**THE TASK**
Output the lines below as a two-column CSV with the headers text and answer. Give one row for each line that asks for boxes: put that line in text and all the coordinate lines that follow it in answer. Quote both fields, replace line breaks with spaces, and leave the pictures out.
──────────
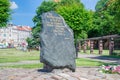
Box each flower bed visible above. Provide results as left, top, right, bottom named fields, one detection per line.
left=99, top=65, right=120, bottom=74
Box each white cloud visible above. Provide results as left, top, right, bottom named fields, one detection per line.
left=10, top=2, right=18, bottom=9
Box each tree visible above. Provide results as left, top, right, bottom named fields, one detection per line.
left=0, top=0, right=10, bottom=27
left=56, top=0, right=92, bottom=40
left=89, top=0, right=119, bottom=37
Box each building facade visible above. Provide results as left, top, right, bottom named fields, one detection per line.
left=0, top=24, right=32, bottom=47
──────────
**ANSWER BELOW**
text,answer
"Box each flower bed visible above. Provide results as left, top, right, bottom named fields, one detection per line.","left=99, top=65, right=120, bottom=74"
"Box each white cloud visible above. Provide results as left, top, right, bottom named fields, one detection per line.","left=10, top=2, right=18, bottom=9"
"Box each tree visible above. Provide results as left, top, right, bottom named fields, one detection per line.","left=0, top=0, right=10, bottom=27 left=56, top=0, right=92, bottom=40 left=89, top=0, right=119, bottom=37"
"Box each building facade visible above. Provide results as left, top, right, bottom named fields, one detection per line.","left=0, top=24, right=32, bottom=47"